[BEGIN Dataset excerpts]

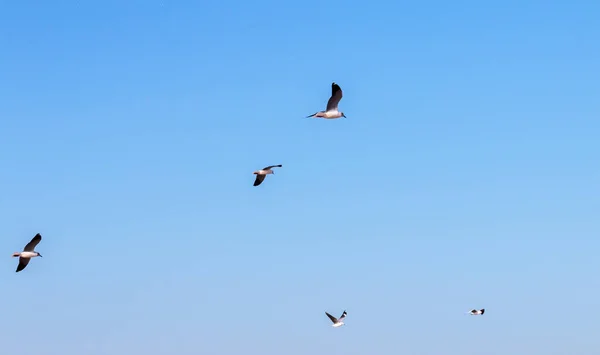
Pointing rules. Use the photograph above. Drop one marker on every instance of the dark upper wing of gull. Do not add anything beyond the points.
(333, 319)
(272, 166)
(336, 96)
(33, 243)
(259, 179)
(22, 263)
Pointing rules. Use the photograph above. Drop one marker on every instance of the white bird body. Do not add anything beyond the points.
(262, 173)
(476, 312)
(331, 115)
(337, 322)
(26, 254)
(331, 112)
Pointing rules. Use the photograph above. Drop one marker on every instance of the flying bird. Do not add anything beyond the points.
(475, 312)
(262, 173)
(337, 322)
(332, 111)
(28, 252)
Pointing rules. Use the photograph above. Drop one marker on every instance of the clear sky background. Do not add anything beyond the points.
(466, 175)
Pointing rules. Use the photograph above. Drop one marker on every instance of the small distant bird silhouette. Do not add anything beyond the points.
(475, 312)
(28, 252)
(331, 112)
(262, 173)
(337, 322)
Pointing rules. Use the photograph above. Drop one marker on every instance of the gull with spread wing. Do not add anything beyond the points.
(337, 322)
(262, 173)
(332, 111)
(28, 252)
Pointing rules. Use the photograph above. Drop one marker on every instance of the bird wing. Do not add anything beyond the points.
(272, 166)
(33, 243)
(22, 263)
(259, 179)
(336, 96)
(333, 319)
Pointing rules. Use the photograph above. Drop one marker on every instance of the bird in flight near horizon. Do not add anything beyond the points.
(262, 173)
(331, 112)
(28, 252)
(337, 322)
(475, 312)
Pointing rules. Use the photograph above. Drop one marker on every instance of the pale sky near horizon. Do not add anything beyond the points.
(466, 175)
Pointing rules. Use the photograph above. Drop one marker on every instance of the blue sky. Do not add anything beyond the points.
(465, 175)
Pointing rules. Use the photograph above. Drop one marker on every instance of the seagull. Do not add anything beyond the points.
(337, 322)
(28, 252)
(331, 112)
(262, 173)
(475, 312)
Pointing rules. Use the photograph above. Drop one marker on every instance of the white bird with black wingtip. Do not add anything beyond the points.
(28, 252)
(262, 173)
(337, 322)
(476, 312)
(331, 112)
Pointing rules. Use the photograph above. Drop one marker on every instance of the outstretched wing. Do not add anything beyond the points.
(33, 243)
(336, 96)
(333, 319)
(272, 166)
(22, 263)
(259, 179)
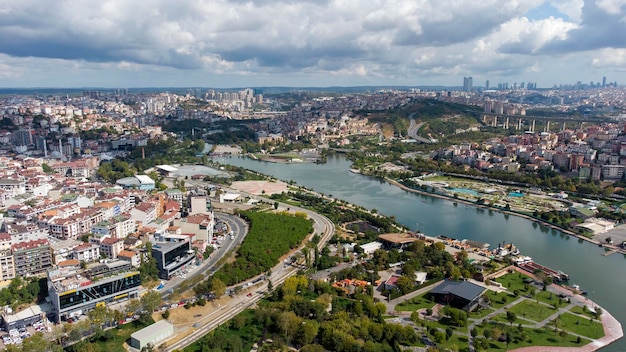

[END Dataset excerpts]

● **Task statement**:
How many lines in the listing above contain the string "white", counting only matches in the same letter case? Give the number alone.

● **Answer to this problem**:
2